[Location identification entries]
+===+

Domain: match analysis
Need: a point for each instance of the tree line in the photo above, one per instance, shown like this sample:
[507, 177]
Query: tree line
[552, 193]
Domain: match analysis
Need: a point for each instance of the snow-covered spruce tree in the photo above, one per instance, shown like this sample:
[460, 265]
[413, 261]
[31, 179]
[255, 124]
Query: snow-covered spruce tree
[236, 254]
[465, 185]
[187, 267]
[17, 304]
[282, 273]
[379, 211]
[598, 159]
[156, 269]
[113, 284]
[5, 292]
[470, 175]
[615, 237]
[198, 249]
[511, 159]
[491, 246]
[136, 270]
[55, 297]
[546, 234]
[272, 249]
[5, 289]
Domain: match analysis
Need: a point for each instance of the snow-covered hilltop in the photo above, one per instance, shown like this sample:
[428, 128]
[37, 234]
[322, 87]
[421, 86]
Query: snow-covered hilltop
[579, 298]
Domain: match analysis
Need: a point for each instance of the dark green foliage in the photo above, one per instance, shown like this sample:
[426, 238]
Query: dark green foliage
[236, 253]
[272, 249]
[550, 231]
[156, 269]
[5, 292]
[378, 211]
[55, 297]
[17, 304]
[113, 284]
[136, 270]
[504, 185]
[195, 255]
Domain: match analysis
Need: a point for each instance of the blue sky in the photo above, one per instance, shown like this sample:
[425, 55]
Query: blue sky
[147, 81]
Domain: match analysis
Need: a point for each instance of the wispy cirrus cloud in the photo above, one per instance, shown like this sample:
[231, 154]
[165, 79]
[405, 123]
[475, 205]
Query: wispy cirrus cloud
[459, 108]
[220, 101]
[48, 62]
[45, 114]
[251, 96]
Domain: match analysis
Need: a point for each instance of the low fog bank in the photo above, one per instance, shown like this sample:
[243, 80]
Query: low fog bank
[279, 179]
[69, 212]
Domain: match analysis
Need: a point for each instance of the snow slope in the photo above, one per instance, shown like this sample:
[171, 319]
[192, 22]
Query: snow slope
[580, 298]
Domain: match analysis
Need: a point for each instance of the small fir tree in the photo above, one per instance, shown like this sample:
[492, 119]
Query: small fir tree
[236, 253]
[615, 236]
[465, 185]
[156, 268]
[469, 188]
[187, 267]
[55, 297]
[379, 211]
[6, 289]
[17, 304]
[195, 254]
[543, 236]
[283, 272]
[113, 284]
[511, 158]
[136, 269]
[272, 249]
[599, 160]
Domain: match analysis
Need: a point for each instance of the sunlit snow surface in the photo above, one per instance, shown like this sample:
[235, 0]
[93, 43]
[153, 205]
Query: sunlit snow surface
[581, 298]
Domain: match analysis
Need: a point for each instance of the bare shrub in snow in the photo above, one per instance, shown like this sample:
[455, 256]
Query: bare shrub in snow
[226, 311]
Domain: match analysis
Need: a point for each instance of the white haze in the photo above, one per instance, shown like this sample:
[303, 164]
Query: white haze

+===+

● **Given problem**: List each line in the entries above that contains the word "blue". Case counts.

● **Answer to this task**:
Need: a point for each instance of the blue sky in the photo above, one per instance, shown like this sample:
Query: blue sky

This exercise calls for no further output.